In der Praxis verläuft die Umstellung keineswegs reibungslos. Noch immer berichten Patientinnen und Patienten, dass Terminvorschläge ihrer Hausarztpraxis die Frist sprengen würden.

Viele Praxisteams handeln aus alter Gewohnheit: Ein Folgetermin nach zwei oder drei Tagen erschien früher unproblematisch, weil die Krankenkasse die Lücke rückwirkend schloss. Im digitalen Zeitalter ist das nicht mehr möglich; die Software akzeptiert kein rückdatiertes Ende einer Folgebescheinigung.

Wer Krankengeld bezieht, sollte deshalb einen persönlichen Kalender führen. Spätestens bei Ausstellung eines Attests gehört der Endtermin markiert.

Falls die Praxis am letzten Bescheinigungstag keinen persönlichen Termin anbieten kann, lohnt es, auf telefonische Ausstellung oder – soweit medizinisch vertretbar – eine Videosprechstunde zu drängen.

Die eAU darf nach aktueller Rechtslage nach telefonischer Anamnese bis zu fünf Tagen, per Video bis zu sieben Tagen ausgestellt werden; danach ist eine Präsenz­untersuchung zwingend.

Auch hier entscheidet jede Praxis im Einzelfall, doch häufig genügt der Hinweis auf die drohende Krankengeldlücke, um eine pragmatische Lösung zu finden.

Dokumentation schützt vor Streit

Obwohl die Übermittlung digital erfolgt, sollten Versicherte den Ausdruck der eAU aufbewahren. Kommt es doch einmal zu Unstimmigkeiten mit der Krankenkasse – etwa weil eine Bescheinigung verlorengegangen ist oder der Abruf beim Arbeitgeber hakte – dient das Papier als unmittelbarer Nachweis der ärztlichen Feststellung. Gerade bei längeren Krankheitsverläufen können mehrere hundert Euro auf dem Spiel stehen, wenn einzelne Tage nicht anerkannt werden.

################

» **Arbeitsschritte**:
A – Gib den Abschnitt des Textauszugs von „In der Praxis“ bis „Frist sprengen würden.“ noch einmal wieder und tausche dabei „Hausarztpraxis“ gegen „Arztpraxis“ aus.
B – Für wie viele Tage darf die eAU laut Textauszug nach einer telefonischen Anamnese höchstens ausgestellt werden?
Die Datensätze werden nicht benötigt.

################

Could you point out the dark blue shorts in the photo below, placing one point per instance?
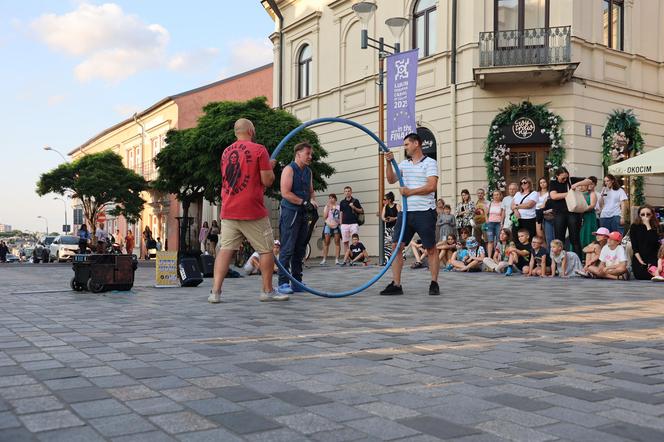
(423, 223)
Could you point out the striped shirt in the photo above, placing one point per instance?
(414, 176)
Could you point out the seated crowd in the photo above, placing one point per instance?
(532, 232)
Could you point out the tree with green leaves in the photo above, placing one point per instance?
(101, 182)
(189, 166)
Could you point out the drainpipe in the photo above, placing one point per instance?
(280, 85)
(453, 103)
(139, 237)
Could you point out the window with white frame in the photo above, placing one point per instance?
(613, 19)
(304, 72)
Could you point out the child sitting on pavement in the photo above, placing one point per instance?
(501, 259)
(593, 249)
(447, 248)
(658, 272)
(357, 254)
(563, 263)
(252, 266)
(419, 252)
(520, 253)
(538, 258)
(613, 260)
(471, 260)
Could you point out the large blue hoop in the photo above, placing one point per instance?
(403, 199)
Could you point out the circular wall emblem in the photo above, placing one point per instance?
(523, 128)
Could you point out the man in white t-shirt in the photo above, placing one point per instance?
(506, 204)
(613, 260)
(420, 177)
(613, 202)
(252, 266)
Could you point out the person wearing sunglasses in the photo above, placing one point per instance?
(644, 234)
(524, 206)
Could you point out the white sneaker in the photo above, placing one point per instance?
(214, 298)
(273, 296)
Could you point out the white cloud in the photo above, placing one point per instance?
(194, 60)
(92, 28)
(54, 100)
(248, 54)
(113, 44)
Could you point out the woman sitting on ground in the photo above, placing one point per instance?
(563, 263)
(447, 248)
(471, 260)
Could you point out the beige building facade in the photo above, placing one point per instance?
(583, 58)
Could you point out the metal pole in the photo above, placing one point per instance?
(381, 163)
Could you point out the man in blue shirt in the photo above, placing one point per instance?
(297, 198)
(420, 176)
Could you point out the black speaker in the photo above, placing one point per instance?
(207, 265)
(188, 272)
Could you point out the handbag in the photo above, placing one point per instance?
(576, 202)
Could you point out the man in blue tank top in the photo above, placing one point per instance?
(297, 197)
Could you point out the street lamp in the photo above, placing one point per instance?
(65, 204)
(56, 151)
(44, 218)
(364, 12)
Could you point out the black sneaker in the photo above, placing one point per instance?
(392, 290)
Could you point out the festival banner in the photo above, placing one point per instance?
(166, 269)
(401, 90)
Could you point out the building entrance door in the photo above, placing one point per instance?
(526, 161)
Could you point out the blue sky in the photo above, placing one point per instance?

################

» **Lösungen je Aufgabe**:
A –
In der Praxis verläuft die Umstellung keineswegs reibungslos. Noch immer berichten Patientinnen und Patienten, dass Terminvorschläge ihrer Arztpraxis die Frist sprengen würden.

B – Für bis zu fünf Tage.